**REQUEST:**
Select and copy every line of the records that contains the word "sweatshirt".

**PROVIDED MATERIAL:**
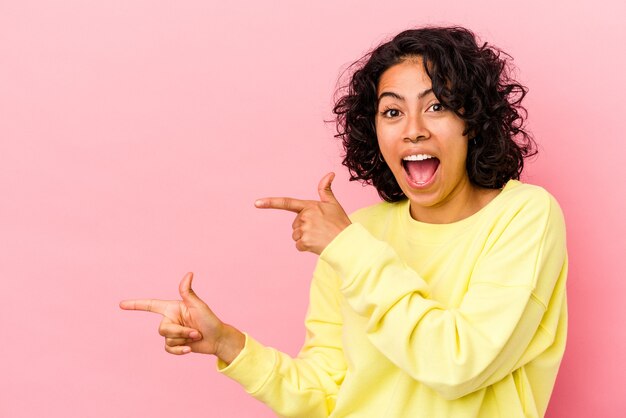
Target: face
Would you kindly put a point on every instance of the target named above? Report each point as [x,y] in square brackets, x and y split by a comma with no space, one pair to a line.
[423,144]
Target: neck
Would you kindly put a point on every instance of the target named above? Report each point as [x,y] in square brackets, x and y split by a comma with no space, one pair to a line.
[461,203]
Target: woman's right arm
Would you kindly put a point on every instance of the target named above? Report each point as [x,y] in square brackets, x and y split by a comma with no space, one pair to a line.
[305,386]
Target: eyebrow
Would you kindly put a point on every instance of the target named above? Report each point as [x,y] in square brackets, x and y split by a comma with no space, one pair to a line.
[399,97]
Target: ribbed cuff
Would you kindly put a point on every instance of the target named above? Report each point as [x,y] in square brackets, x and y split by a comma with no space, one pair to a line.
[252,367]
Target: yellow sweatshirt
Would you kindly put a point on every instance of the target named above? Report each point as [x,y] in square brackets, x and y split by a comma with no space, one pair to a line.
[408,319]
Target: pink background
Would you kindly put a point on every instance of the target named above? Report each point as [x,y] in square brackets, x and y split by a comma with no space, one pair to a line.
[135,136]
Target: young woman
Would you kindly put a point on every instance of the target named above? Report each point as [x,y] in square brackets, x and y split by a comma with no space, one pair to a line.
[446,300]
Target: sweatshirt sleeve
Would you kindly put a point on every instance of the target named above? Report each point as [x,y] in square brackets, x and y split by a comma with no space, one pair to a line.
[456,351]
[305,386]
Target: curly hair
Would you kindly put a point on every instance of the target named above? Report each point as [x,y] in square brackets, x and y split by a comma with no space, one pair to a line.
--
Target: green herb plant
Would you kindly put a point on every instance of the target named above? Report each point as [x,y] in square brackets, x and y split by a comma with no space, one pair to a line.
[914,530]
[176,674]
* * *
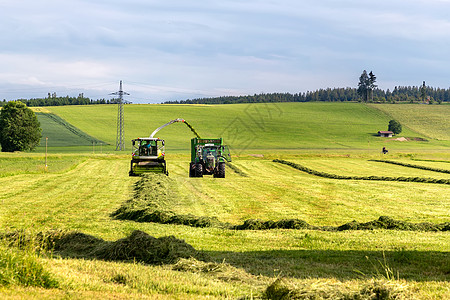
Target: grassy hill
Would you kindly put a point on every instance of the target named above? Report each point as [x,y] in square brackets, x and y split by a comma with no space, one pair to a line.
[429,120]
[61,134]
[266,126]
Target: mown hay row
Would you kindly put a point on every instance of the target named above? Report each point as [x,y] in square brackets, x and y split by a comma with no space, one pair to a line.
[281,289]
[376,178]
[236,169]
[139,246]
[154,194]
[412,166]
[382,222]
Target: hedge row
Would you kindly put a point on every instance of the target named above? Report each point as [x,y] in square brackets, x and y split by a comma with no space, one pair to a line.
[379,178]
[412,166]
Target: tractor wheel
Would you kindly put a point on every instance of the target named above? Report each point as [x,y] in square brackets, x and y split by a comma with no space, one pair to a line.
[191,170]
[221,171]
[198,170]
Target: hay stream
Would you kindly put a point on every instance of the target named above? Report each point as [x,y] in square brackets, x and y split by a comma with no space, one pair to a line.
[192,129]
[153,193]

**EXERCISE RESULT:**
Target: yellow sweatshirt
Target: sweatshirt sleeve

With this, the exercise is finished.